_Aim_.
Reproduce the lines below verbatim, from the first line through the line containing "[[278,59],[115,61],[92,62],[93,69],[278,146]]", with both of those lines included. Omit the pictures from your copy.

_The records_.
** BEGIN **

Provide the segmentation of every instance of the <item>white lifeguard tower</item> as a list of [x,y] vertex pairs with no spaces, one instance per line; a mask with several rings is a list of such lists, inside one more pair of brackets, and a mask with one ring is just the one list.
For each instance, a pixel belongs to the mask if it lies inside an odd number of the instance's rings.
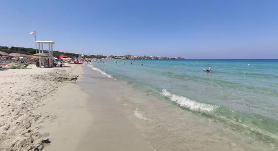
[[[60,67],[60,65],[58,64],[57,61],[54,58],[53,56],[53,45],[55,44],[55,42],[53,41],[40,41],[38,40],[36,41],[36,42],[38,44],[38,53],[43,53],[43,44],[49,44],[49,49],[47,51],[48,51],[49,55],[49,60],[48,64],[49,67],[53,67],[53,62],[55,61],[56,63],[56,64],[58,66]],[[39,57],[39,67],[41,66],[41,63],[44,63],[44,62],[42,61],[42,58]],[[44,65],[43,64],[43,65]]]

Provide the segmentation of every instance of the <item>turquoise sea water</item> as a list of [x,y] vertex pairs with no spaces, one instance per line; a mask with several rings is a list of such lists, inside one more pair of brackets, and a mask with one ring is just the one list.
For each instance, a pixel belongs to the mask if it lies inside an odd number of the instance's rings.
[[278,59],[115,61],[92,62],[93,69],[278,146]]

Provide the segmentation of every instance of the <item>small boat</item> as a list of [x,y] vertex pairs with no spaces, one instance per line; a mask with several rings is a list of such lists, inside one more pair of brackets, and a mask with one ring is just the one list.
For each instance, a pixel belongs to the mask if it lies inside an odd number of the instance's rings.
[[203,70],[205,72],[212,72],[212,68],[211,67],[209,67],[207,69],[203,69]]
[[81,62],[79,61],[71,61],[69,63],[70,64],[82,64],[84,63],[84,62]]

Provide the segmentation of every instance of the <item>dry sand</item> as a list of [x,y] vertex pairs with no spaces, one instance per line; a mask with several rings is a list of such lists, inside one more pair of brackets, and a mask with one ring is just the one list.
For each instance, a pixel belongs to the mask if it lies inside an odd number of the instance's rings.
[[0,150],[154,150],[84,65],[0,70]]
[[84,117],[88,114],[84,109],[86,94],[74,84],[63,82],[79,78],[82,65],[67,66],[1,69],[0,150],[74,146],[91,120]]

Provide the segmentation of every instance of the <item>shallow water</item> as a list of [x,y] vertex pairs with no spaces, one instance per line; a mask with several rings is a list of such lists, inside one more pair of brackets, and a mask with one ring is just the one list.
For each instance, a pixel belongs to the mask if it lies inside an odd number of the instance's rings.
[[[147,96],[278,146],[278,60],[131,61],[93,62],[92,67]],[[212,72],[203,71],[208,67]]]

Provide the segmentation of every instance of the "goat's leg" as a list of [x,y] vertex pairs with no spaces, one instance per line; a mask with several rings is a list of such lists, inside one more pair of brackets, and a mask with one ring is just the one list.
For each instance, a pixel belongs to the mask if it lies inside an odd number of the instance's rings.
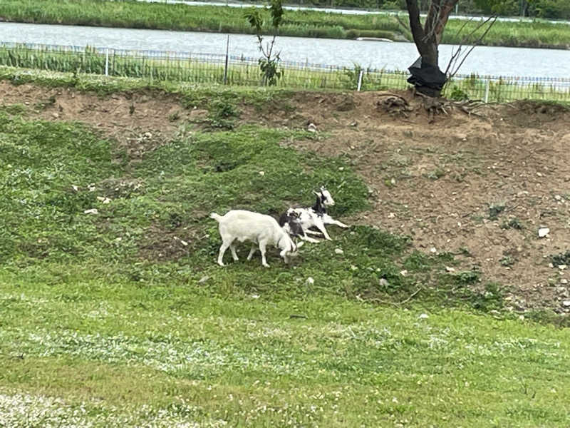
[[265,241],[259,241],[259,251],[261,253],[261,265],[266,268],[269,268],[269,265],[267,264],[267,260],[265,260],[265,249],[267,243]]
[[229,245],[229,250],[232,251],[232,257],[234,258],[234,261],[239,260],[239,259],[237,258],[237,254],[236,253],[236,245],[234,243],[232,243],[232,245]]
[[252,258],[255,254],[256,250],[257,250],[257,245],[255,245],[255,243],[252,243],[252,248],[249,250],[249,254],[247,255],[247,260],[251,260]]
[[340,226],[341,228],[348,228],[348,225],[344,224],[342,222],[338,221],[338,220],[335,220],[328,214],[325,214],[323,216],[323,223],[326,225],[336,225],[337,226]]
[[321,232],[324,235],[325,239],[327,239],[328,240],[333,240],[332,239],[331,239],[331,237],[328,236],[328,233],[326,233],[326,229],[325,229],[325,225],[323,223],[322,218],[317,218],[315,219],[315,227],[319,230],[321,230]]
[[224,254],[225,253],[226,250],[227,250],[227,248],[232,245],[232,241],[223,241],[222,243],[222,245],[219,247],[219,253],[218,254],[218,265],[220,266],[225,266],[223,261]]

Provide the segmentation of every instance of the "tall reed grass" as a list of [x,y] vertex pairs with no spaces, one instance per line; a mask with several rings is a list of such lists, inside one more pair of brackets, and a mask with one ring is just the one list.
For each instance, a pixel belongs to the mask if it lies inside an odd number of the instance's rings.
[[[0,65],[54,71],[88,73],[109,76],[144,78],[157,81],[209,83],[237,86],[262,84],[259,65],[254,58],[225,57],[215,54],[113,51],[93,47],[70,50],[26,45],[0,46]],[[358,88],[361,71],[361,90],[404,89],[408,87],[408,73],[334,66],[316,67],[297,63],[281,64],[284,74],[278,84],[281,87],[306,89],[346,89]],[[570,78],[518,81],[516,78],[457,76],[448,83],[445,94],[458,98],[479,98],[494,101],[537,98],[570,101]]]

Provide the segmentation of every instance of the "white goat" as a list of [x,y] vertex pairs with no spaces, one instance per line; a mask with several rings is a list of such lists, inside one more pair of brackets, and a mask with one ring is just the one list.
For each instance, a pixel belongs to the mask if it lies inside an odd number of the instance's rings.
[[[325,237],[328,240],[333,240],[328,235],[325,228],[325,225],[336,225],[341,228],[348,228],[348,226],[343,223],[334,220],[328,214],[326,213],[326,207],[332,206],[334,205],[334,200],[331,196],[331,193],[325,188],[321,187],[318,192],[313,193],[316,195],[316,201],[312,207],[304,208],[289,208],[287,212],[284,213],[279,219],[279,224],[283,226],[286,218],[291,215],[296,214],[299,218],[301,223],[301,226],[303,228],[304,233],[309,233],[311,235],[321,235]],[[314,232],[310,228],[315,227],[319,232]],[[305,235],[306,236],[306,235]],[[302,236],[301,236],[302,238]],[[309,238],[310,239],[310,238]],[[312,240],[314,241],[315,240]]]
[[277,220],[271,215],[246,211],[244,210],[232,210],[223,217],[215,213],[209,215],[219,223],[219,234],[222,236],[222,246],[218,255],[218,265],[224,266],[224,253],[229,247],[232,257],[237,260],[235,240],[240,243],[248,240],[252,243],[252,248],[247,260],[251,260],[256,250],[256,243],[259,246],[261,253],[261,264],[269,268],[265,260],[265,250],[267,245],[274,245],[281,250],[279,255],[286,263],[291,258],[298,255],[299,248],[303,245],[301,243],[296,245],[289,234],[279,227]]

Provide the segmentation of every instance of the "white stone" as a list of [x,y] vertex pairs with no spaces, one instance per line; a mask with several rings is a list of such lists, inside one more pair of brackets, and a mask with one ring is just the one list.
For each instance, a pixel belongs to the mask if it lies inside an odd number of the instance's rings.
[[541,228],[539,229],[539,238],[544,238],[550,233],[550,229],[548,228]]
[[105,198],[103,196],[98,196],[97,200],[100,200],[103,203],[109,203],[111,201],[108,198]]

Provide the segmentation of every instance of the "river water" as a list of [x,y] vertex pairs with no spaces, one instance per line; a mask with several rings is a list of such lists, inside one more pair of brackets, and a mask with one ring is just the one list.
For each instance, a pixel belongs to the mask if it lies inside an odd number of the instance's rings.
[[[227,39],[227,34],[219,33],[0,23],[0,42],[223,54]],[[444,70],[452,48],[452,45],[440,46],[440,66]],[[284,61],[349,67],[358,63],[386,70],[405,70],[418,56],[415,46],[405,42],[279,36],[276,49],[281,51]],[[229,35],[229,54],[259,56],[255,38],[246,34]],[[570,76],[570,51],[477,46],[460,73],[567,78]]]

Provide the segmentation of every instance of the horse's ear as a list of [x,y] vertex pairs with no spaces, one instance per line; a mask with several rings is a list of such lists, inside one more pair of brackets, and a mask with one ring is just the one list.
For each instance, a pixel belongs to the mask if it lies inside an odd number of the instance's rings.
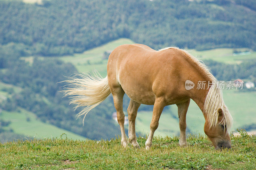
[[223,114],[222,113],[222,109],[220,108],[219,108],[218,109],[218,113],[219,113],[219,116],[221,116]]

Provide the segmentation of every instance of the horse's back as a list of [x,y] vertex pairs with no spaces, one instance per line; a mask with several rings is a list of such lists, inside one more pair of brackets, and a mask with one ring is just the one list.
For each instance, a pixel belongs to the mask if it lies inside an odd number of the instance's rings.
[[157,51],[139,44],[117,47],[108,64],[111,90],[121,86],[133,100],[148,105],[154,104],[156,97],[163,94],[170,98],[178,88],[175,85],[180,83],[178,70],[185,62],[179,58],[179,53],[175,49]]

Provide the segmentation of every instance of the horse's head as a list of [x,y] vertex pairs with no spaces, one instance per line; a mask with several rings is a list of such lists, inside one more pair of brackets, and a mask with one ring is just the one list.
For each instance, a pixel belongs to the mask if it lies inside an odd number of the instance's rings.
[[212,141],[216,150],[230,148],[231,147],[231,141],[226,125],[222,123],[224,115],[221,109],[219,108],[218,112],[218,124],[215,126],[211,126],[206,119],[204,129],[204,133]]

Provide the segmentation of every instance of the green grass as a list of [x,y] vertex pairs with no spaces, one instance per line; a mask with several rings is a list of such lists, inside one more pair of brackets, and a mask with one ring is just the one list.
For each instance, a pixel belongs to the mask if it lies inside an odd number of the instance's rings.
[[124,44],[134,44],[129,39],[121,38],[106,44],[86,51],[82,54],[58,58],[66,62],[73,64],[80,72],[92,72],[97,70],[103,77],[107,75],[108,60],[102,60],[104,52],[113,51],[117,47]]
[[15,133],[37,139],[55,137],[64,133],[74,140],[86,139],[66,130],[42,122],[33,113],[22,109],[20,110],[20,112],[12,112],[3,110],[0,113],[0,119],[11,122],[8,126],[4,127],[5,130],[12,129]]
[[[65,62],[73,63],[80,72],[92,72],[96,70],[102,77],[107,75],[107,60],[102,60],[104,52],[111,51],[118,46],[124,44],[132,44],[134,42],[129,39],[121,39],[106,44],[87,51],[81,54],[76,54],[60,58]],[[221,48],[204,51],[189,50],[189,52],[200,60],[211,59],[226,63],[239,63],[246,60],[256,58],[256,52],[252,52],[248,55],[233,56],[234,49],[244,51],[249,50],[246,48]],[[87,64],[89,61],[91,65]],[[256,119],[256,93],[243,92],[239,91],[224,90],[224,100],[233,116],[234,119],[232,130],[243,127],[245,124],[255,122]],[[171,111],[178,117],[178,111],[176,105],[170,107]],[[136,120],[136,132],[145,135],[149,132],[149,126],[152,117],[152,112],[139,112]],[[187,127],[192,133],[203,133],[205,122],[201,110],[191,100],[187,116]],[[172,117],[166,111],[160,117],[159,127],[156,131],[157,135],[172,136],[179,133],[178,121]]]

** END **

_Written answer_.
Provide the segmentation of every instance of the <item>white lifeguard tower</item> as a list of [x,y] vertex pairs with no spaces, one instance per line; a mask with several rings is a list of such lists, inside one more pair of brackets, and a mask with one ring is just the one list.
For each instance, a pixel belongs to the mask if it lies inside an odd number of the instance's rings.
[[[60,67],[60,65],[58,64],[57,61],[54,58],[53,56],[53,45],[55,44],[55,42],[53,41],[40,41],[38,40],[36,41],[36,42],[38,44],[38,53],[43,53],[43,44],[49,44],[49,49],[47,51],[48,51],[49,55],[49,60],[48,64],[49,67],[53,67],[53,62],[55,61],[56,63],[56,64],[58,66]],[[39,57],[39,67],[41,66],[41,63],[44,63],[44,62],[42,61],[42,58]],[[44,65],[43,64],[43,65]]]

Provide the segmentation of every instance of the <item>turquoise sea water</item> as a list of [x,y] vertex pairs with no spaces, one instance per line; a mask with several rings is a list of such lists, inside one more pair of brackets, and a mask with one ring is just the one list.
For each instance, a pixel belongs to the mask if it lies inside an odd number of the instance's rings.
[[278,59],[115,61],[92,62],[93,69],[278,146]]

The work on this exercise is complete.